Please reproduce the text on Sombrero's history word for word, from "Superintendents House 1880" up to and including "the British government.".
** START SELECTED TEXT **
Superintendents House 1880

As a result of the Treaty of Utrecht in 1714, Sombrero passed into the hands of the British. Captain Warwick Lake of Recruit marooned an impressed seaman, Robert Jeffrey, there on 13 December 1807. As it turned out, Jeffrey survived. A passing American vessel, the schooner Adams from Marblehead, Massachusetts, had rescued him. Still, a court-martial dismissed Lake from the Royal Navy.

In 1814, and again in 1825, a British geologist surveyed the island and found that it abounded in guano and reported this to the British government.

In 1856 the Americans claimed the island, and in a very short period of time quarried 100,000 tons of phosphate that served as fertilizer for the exhausted lands of the Southern States. Uniquely, an important insurrection occurred when West Indian black workers revolted against the “slavery proclivities” of a white American superintendent vis-à-vis wage-earning free men. Four of the 200 workers “fatally injured” Superintendent Snow and commandeered the island and company money and stores.

The British later intervened and demanded compensation from the United States for the occupation. The conflicting claims to the island were settled in Britain’s favour in 1867.

Sombrero, lying in the route of shipping from Britain to South and Central America, lay in an area with many hazards and in 1848 the Admiralty was asked to install a light on it. On 30 June 1859, the Royal Mail Steam Packet Company’s ship Paramatta was wrecked on her maiden voyage on Horseshoe Reef, which resulted in another request to the Admiralty. The lighthouse was then built and first exhibited its light on the evening of 1 January 1868.

Coincidentally, Paramatta and the Lighthouse built following her demise were both constructed by the same shipyard, the Thames Ironworks and Shipbuilding Company, on the banks of the River Lea in Blackwall, London. Paramatta was the last ship launched from their Middlesex bank, while the lighthouse was built on the Essex side, the yard occupying premises on either side of the river. In 1871, the lease of the island was sold for £55,000 and then sold again for £110,000 to the New Sombrero Phosphate Company, which led to litigation in Erlanger v. New Sombrero Phosphate Co (1878) 3 App Cas 1218.
** END SELECTED TEXT **
** START DATA ROWS **
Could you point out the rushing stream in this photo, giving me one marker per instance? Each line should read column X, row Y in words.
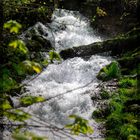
column 68, row 85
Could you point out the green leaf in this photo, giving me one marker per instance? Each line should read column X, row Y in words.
column 79, row 125
column 7, row 83
column 29, row 100
column 13, row 26
column 19, row 44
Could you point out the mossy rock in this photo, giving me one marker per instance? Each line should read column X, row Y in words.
column 34, row 45
column 109, row 72
column 104, row 94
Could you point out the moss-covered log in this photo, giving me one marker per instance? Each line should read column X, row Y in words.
column 117, row 46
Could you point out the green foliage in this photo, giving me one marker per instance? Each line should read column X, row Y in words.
column 13, row 26
column 29, row 100
column 109, row 72
column 127, row 130
column 20, row 45
column 27, row 136
column 79, row 125
column 127, row 83
column 7, row 82
column 5, row 104
column 17, row 115
column 104, row 94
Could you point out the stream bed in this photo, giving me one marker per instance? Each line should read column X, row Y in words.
column 70, row 84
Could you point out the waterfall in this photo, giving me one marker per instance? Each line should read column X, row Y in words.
column 68, row 85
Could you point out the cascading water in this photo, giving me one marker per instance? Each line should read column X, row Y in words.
column 68, row 85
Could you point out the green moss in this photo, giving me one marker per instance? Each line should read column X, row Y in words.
column 127, row 82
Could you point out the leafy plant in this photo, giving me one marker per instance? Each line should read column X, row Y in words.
column 27, row 136
column 79, row 125
column 20, row 45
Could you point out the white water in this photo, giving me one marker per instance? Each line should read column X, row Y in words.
column 71, row 83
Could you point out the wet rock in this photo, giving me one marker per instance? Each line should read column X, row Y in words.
** END DATA ROWS **
WRITTEN RESPONSE.
Superintendents House 1880

As a result of the Treaty of Utrecht in 1714, Sombrero passed into the hands of the British. Captain Warwick Lake of Recruit marooned an impressed seaman, Robert Jeffrey, there on 13 December 1807. As it turned out, Jeffrey survived. A passing American vessel, the schooner Adams from Marblehead, Massachusetts, had rescued him. Still, a court-martial dismissed Lake from the Royal Navy.

In 1814, and again in 1825, a British geologist surveyed the island and found that it abounded in guano and reported this to the British government.